Getting candid. Prince Harry revealed that he spent the first 11 years after Princess Diana‘s death thinking it was a hoax.
“For a long time. I just refused to accept that she was gone. Part of [it was] she would never do this to us. But also, part of it maybe [felt like] this is all part of a plan,” the Duke of Sussex, 38, detailed to Anderson Cooper during a 60 Minutes interview on Sunday, January 8. “For a time [I believed she was alive] and then she would call us, and we would go and join her.”
According to Harry, “many years” went by before he accepted that his mother passed away, adding, “I had huge amounts of hope.”
During the CBS segment, the BetterUp CIO detailed his attempts to see proof of Diana’s 1997 car crash. (The late Princess of Wales passed away at age 36 in Paris.)
“[I was looking mainly for] proof that she was in the car. Proof that she was injured and proof that the very paparazzi that chased her into the tunnel were the ones that were taking photographs of her lying half dead in the back [of the car],” he continued. “The pictures showed the reflection of a group of photographers taking photographs through the window and the reflection on the window was them.”
Harry said he was thankful for his private secretary and advisor for not allowing him to see the more “gruesome” images. “All I saw was the back of my mom’s head slumped on the back seat,” he explained. “I will be eternally grateful to him for denying me the ability to inflict pain on myself by seeing that. Because that’s the kind of stuff that sticks in your mind forever.”

> [Task set]:
a) In the article about Prince Harry's 60 Minutes interview, for how many years after Princess Diana's death did he think it was a hoax?
b) Continue the article about Prince Harry's 60 Minutes interview from where it stops.

> [Listed entries]:
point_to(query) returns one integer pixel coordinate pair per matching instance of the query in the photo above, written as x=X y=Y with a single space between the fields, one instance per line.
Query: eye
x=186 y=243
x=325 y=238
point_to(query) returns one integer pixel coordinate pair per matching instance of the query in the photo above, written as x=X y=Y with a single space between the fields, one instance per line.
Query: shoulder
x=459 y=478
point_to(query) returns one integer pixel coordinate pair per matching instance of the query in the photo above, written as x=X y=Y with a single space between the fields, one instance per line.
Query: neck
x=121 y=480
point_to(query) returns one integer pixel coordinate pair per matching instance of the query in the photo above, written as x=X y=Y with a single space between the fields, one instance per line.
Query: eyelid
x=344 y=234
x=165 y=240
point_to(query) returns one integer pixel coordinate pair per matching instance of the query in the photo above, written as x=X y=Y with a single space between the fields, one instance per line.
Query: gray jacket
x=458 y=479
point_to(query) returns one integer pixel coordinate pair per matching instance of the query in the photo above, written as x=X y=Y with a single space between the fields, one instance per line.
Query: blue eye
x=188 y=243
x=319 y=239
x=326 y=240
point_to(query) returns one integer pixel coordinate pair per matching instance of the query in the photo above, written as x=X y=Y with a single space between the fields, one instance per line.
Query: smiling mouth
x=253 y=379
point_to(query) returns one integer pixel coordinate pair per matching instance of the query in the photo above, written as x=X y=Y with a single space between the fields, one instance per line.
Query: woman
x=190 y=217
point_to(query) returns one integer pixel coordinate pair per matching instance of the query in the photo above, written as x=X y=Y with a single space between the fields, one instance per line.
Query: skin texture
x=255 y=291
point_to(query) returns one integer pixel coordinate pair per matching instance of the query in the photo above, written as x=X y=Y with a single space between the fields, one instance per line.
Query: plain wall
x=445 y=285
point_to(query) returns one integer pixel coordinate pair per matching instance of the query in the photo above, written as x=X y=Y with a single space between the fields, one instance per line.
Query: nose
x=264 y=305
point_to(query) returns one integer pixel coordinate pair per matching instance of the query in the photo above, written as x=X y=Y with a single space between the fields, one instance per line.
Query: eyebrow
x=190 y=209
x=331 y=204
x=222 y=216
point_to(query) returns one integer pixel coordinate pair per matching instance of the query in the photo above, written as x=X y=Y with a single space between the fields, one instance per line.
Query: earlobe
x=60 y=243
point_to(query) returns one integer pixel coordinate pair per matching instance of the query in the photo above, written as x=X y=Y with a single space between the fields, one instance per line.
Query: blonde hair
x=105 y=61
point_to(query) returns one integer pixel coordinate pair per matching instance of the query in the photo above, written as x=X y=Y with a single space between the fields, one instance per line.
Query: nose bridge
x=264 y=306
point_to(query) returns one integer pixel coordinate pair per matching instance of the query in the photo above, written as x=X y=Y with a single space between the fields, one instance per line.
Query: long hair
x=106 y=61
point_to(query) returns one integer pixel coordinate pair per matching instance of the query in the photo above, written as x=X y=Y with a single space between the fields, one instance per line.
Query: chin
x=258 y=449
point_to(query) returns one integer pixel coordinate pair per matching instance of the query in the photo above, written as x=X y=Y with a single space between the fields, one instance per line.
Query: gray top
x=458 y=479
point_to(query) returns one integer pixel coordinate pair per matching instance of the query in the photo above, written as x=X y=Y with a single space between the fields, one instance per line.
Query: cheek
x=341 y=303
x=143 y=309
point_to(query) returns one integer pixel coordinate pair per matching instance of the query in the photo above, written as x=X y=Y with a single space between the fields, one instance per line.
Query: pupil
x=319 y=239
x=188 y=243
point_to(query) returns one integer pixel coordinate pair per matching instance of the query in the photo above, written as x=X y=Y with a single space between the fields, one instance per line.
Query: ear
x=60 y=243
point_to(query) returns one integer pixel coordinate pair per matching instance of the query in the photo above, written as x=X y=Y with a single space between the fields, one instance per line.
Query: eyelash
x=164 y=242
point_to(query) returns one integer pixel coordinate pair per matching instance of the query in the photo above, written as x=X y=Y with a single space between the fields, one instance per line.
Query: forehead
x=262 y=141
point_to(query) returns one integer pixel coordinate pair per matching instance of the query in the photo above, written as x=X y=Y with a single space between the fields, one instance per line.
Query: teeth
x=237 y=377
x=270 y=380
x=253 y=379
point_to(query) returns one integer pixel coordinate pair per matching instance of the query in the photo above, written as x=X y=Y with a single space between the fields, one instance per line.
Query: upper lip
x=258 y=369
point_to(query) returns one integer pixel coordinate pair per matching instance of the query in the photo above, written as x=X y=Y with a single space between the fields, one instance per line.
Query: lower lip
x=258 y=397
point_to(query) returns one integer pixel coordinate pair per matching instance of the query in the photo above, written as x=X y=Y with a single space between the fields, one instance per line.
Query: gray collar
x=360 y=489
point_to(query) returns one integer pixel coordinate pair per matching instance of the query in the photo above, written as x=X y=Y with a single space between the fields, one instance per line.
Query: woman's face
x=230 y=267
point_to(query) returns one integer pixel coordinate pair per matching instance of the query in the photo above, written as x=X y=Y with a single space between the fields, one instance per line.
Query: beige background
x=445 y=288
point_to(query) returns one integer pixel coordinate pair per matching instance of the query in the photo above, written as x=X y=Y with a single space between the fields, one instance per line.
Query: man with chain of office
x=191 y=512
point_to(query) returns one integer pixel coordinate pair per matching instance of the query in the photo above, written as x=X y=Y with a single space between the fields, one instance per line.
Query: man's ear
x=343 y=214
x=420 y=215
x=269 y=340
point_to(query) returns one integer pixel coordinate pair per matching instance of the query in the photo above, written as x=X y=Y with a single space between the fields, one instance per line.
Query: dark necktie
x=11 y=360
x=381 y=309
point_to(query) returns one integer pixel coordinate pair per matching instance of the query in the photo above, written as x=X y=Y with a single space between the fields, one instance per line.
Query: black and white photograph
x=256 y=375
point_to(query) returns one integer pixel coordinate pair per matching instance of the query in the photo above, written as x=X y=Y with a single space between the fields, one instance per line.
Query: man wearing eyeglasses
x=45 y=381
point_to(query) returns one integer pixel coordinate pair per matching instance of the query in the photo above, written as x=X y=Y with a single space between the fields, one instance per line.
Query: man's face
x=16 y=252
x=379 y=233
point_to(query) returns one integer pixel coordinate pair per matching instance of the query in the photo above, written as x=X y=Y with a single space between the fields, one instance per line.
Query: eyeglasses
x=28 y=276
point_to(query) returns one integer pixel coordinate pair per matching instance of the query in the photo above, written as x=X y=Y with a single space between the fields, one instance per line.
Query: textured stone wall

> [Answers by item]:
a) The first 11 years.

b)
The U.K. native also broke down the distance that formed between him and Prince William amid their grief. “For me, it was never a case of I don’t want to talk about it with you. I just don’t know how to talk about it,” Harry shared. “I never, ever thought that maybe talking about it with my brother or with anybody else at that point would be therapeutic.”
Harry previously reflected on how the loss of his mother “left a huge hole” inside of him at a young age.
“I want to assure you that over time that hole will be filled with so much love and support,” he wrote in a forward penned for the children’s book Hospital by the Hill in March 2021. “You may feel alone, you may feel sad, you may feel angry, you may feel bad. This feeling will pass, and I will make a promise to you — you will feel better and stronger once you are ready to talk about how it makes you feel. … When a parent goes to heaven, I was told their spirit, their love and the memories of them do not. They are always with you and you can hold onto them forever. I find this to be true.”